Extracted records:
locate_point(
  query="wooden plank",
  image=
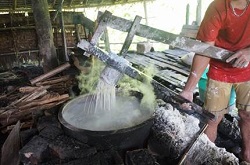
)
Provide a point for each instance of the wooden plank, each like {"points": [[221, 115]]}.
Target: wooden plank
{"points": [[130, 35], [174, 40], [11, 147]]}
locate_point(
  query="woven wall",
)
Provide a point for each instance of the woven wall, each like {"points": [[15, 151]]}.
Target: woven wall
{"points": [[18, 39]]}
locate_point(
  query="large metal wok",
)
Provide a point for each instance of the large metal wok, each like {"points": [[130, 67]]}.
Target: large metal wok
{"points": [[119, 135]]}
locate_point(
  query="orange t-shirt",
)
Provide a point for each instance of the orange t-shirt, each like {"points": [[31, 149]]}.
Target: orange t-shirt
{"points": [[229, 32]]}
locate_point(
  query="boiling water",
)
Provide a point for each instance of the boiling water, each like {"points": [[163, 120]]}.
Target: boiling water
{"points": [[103, 110], [124, 114]]}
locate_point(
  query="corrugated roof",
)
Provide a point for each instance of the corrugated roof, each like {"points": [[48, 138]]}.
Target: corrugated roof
{"points": [[25, 5]]}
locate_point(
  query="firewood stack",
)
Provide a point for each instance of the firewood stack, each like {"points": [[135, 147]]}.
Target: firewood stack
{"points": [[23, 103]]}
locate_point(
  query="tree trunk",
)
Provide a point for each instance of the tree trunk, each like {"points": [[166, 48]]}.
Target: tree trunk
{"points": [[45, 34]]}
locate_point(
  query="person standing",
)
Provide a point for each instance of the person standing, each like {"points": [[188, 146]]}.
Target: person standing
{"points": [[226, 24]]}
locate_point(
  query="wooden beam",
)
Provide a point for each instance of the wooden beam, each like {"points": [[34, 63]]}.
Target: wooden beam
{"points": [[44, 32], [70, 3], [130, 35], [14, 4], [174, 40]]}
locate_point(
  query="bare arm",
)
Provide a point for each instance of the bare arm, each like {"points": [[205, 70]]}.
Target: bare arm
{"points": [[198, 66], [241, 57]]}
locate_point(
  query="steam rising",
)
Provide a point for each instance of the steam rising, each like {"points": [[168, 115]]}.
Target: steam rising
{"points": [[101, 109]]}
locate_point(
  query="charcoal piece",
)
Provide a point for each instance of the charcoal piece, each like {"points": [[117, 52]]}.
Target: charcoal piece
{"points": [[230, 129], [54, 161], [51, 132], [109, 157], [26, 135], [140, 157], [93, 160], [112, 157], [160, 144], [35, 151], [45, 121], [68, 148]]}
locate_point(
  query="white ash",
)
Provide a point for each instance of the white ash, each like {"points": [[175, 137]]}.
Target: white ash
{"points": [[178, 130]]}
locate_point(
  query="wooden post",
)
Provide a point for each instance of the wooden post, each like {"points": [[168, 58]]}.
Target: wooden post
{"points": [[44, 32], [65, 51], [198, 12], [187, 14]]}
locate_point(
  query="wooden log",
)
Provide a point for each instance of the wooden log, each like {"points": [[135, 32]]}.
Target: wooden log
{"points": [[11, 147], [50, 73]]}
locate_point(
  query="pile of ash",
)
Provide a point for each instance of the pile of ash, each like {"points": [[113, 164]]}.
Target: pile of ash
{"points": [[172, 133]]}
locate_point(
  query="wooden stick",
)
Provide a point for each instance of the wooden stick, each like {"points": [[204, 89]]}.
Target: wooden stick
{"points": [[50, 73], [54, 81]]}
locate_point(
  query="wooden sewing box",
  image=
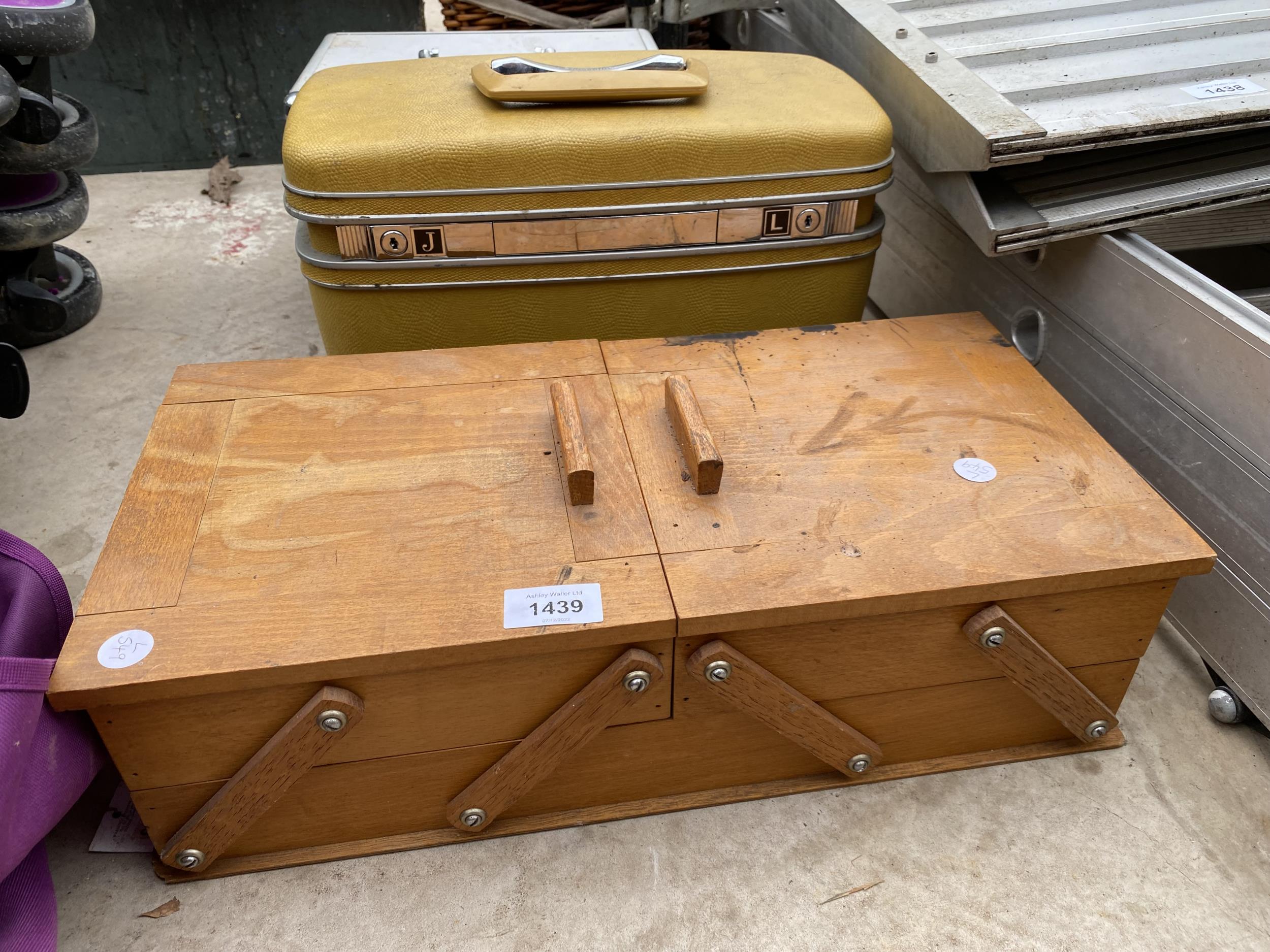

Task to carry out:
Show each line of the listing above that contains the string "beam".

Answer below:
  query="wooden beam",
Provide a point for each instance of the wooden beam, each like {"points": [[34, 63]]}.
Target: wooden beam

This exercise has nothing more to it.